> [Your objective]: Retype every item below line for line without changing anything, but leave out the pictures.

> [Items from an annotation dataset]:
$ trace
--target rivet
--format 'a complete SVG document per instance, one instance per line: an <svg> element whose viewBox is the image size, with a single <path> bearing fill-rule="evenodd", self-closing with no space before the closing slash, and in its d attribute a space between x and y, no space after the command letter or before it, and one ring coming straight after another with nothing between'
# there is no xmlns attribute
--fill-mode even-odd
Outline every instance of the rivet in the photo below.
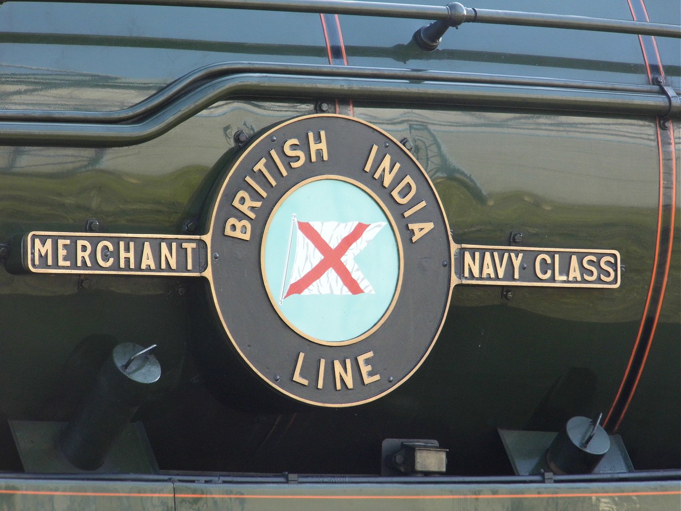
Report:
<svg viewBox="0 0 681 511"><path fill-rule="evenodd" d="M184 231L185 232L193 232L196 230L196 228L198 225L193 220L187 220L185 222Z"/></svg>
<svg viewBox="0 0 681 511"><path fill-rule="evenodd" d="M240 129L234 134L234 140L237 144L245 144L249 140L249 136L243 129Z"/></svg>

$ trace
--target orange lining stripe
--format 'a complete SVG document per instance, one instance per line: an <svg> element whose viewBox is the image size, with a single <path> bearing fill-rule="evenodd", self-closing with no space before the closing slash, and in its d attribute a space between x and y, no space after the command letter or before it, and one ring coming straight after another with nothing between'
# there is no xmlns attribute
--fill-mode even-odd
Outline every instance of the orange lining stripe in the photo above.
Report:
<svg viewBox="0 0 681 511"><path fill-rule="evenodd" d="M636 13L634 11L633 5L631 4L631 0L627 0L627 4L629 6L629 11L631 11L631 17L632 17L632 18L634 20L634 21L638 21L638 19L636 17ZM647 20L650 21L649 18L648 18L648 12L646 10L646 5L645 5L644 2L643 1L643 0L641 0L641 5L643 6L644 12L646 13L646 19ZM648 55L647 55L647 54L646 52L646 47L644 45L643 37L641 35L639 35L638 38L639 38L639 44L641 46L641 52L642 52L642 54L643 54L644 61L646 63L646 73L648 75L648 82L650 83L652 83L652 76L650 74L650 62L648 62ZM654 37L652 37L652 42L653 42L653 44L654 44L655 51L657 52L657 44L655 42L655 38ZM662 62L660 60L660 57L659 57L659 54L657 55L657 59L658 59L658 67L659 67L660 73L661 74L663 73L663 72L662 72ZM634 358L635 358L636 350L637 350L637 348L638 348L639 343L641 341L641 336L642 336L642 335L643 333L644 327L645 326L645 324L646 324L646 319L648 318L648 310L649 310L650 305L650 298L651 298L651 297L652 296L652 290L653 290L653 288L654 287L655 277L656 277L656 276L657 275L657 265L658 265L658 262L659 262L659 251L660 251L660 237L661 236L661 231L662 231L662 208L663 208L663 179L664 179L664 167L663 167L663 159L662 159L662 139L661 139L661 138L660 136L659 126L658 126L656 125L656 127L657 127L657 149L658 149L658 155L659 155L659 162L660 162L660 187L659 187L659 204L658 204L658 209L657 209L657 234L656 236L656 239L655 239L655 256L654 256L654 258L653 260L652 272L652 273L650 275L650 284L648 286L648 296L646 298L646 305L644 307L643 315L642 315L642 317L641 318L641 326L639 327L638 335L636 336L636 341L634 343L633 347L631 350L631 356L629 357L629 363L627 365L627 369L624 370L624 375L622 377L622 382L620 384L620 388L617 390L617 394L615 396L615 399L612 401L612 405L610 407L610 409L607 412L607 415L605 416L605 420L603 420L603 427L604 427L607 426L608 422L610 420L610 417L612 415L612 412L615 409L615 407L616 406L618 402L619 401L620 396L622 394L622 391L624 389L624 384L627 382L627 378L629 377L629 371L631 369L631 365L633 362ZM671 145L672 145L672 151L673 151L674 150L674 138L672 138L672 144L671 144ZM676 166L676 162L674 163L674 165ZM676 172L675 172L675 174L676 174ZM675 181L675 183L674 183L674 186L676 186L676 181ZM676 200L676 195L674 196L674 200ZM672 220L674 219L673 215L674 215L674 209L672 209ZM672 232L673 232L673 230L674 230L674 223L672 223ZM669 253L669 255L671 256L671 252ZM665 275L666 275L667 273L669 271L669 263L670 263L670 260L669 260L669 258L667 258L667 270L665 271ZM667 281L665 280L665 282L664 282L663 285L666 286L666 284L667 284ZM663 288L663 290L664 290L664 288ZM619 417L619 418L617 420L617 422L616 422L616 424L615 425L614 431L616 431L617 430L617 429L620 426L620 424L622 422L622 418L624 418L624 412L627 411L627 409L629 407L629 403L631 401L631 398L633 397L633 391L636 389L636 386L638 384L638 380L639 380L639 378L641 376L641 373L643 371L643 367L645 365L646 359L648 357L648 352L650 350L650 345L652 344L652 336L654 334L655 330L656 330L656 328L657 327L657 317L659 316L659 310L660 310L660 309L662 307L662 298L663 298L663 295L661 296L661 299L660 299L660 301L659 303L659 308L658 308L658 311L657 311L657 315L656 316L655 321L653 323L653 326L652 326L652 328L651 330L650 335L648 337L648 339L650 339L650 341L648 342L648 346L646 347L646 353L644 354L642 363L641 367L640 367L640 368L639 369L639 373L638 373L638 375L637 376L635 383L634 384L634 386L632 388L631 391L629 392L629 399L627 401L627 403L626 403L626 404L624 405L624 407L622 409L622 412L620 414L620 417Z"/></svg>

> [Completed exercise]:
$ trace
--target rivet
--format 'a complete SVG document per instance, one instance per line: an <svg> element whose viewBox is the image size, with a single <path> bearing fill-rule="evenodd", self-closing with no space before the closing slash, and in its d attribute a space between x and y, no space after the command letter or before it, and one ring coming straight after another with nothing between'
# there is no xmlns attribute
--fill-mode even-odd
Outline every instance of the rivet in the photo below.
Report:
<svg viewBox="0 0 681 511"><path fill-rule="evenodd" d="M184 231L185 232L193 232L196 230L196 228L198 225L193 220L187 220L185 222Z"/></svg>
<svg viewBox="0 0 681 511"><path fill-rule="evenodd" d="M240 129L234 134L234 140L237 144L245 144L249 140L249 136L243 129Z"/></svg>

$ trace
--target orange lining stripe
--format 'a complete SVG document per instance, one instance per line: an <svg> element whose viewBox is the image size, with a single <path> bearing fill-rule="evenodd", self-closing with no space before the closing slash, and in its d attribute a space between x and y, no space after the command letter or before it, and one ring coming straight after another with nothing between'
# there is no xmlns attribute
--fill-mode even-odd
Outline every instance of the orange lining stripe in the photo above.
Report:
<svg viewBox="0 0 681 511"><path fill-rule="evenodd" d="M636 13L634 11L633 5L631 4L631 0L627 0L627 4L629 6L629 11L631 11L631 17L632 17L632 18L634 20L634 21L638 21L638 19L636 17ZM647 20L650 21L649 18L648 18L648 12L646 10L646 5L645 5L644 2L643 1L643 0L641 0L641 5L643 6L644 12L646 13L646 19ZM648 55L647 55L647 54L646 52L646 47L644 45L643 37L641 35L639 35L638 38L639 38L639 44L641 46L641 52L642 52L642 54L643 54L644 61L646 63L646 73L648 75L648 82L650 83L652 83L652 76L650 74L650 62L648 62ZM654 37L652 37L652 42L653 42L653 44L654 44L655 51L657 52L657 44L655 42L655 38ZM662 62L660 60L660 57L659 57L659 54L657 55L657 59L658 59L658 67L659 67L660 73L661 74L663 73L663 72L662 72ZM634 358L635 358L636 350L637 350L637 348L638 348L639 343L641 341L641 336L642 336L642 335L643 333L644 327L645 326L645 324L646 324L646 319L648 318L648 310L649 310L650 305L650 298L651 298L651 297L652 296L652 290L653 290L653 288L654 287L655 277L656 277L656 276L657 275L657 265L658 265L658 262L659 262L659 251L660 251L660 237L661 236L661 231L662 231L662 208L663 208L663 179L664 179L664 167L663 167L663 159L662 159L662 139L661 139L661 138L660 136L659 126L658 126L656 125L656 127L657 127L657 149L658 149L658 155L659 155L659 162L660 162L660 187L659 187L659 204L658 204L658 209L657 209L657 234L656 236L656 239L655 239L655 256L654 256L654 258L653 260L652 272L652 273L650 275L650 284L648 286L648 296L646 298L646 305L644 307L643 315L642 315L642 317L641 318L641 326L639 327L638 335L636 336L636 341L634 343L633 347L631 350L631 356L629 357L629 363L627 365L627 369L624 370L624 375L622 377L622 382L620 384L620 388L617 390L617 394L615 396L615 399L612 401L612 405L610 407L610 409L607 412L607 415L605 416L605 420L603 420L603 427L604 427L607 426L608 422L610 420L610 417L612 415L612 412L615 409L615 407L616 406L618 402L619 401L620 396L622 394L622 391L624 389L624 384L627 382L627 378L629 377L629 371L631 369L631 365L633 362ZM671 145L672 145L672 151L673 151L674 150L674 138L672 138L672 144L671 144ZM676 166L676 162L674 163L674 165ZM676 172L675 172L675 174L676 174ZM675 181L675 183L674 183L674 186L676 186L676 181ZM676 200L676 195L674 196L674 200ZM672 220L674 219L673 215L674 215L674 209L672 209ZM672 232L673 232L673 230L674 230L674 223L672 223ZM669 253L669 255L671 256L671 252ZM665 275L666 275L667 273L669 271L669 263L670 263L670 260L669 260L669 258L667 258L667 270L665 271ZM667 281L665 280L665 282L664 282L663 285L666 286L666 284L667 284ZM663 288L663 290L664 290L664 288ZM619 417L619 418L617 420L617 422L616 422L616 424L615 425L614 431L616 431L617 430L617 429L620 426L620 424L622 422L622 418L624 418L624 412L627 411L627 409L629 407L629 403L631 401L631 398L633 397L633 391L636 389L636 386L638 384L638 380L639 380L639 378L641 376L641 373L643 371L643 367L645 365L646 359L648 357L648 352L650 350L650 345L652 344L652 336L654 334L655 330L656 330L656 328L657 327L657 317L659 316L659 310L660 310L660 309L662 307L662 298L663 298L663 295L661 296L661 299L660 299L660 301L659 303L659 308L658 308L658 311L657 311L657 315L656 316L655 321L653 323L653 326L652 326L652 328L651 330L650 335L648 337L648 339L650 339L650 341L648 342L648 346L646 347L646 353L644 354L642 363L641 367L640 367L640 368L639 369L639 373L638 373L638 375L637 376L635 383L634 384L634 386L632 388L631 391L629 392L629 399L627 401L627 403L626 403L626 404L624 405L624 407L622 409L622 412L620 414L620 417Z"/></svg>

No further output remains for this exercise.